##### Materials provided #####

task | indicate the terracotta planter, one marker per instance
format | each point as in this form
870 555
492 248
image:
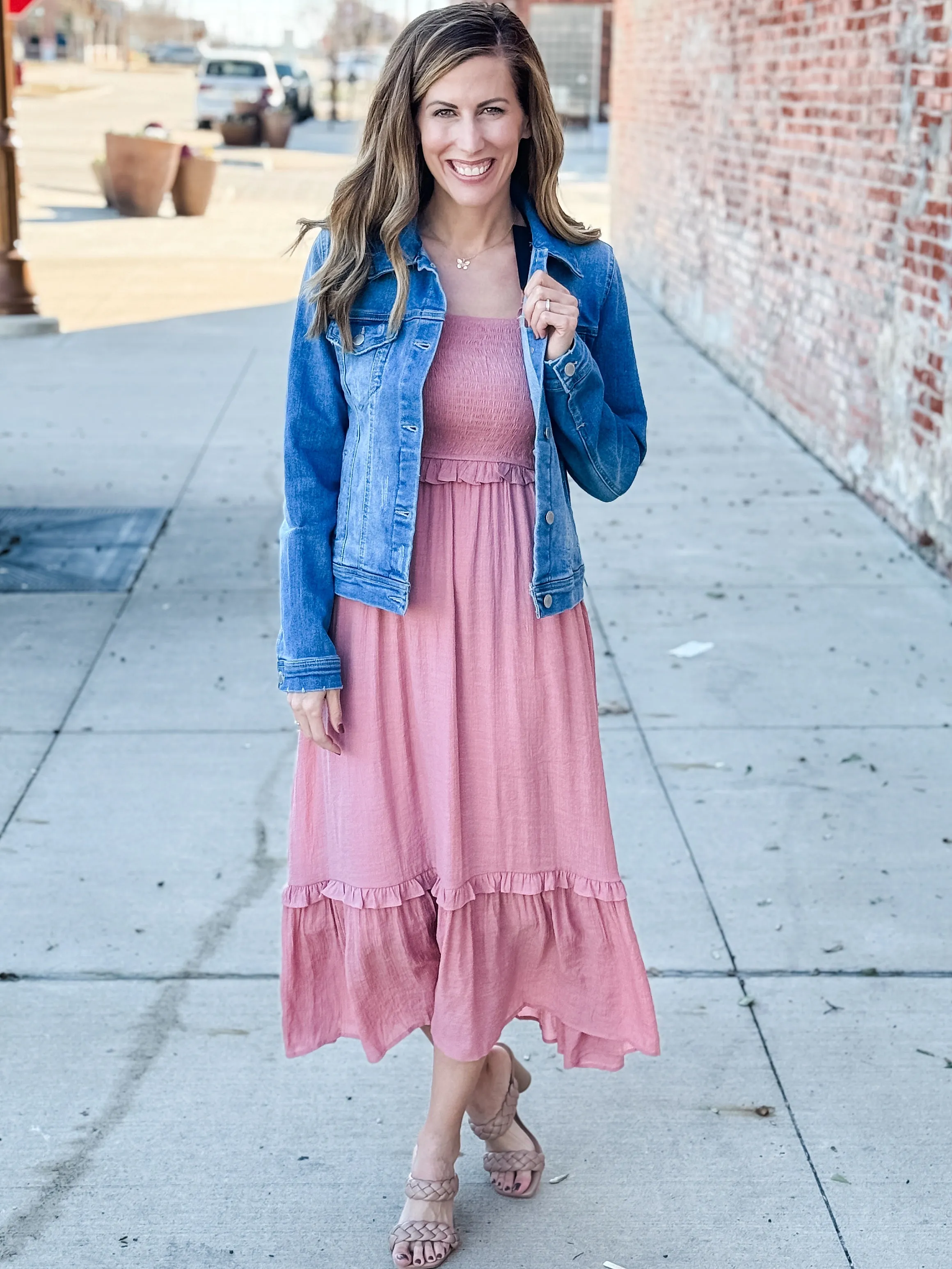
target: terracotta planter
276 127
141 172
244 130
193 185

#####

Your goal
Please reproduce every record exactly, leaving the pictures out.

Solution to this task
task | indicate the terracotta planter, one marker per instance
format | each point as in this form
870 555
492 248
image:
target: terracotta planter
276 127
141 172
244 130
193 185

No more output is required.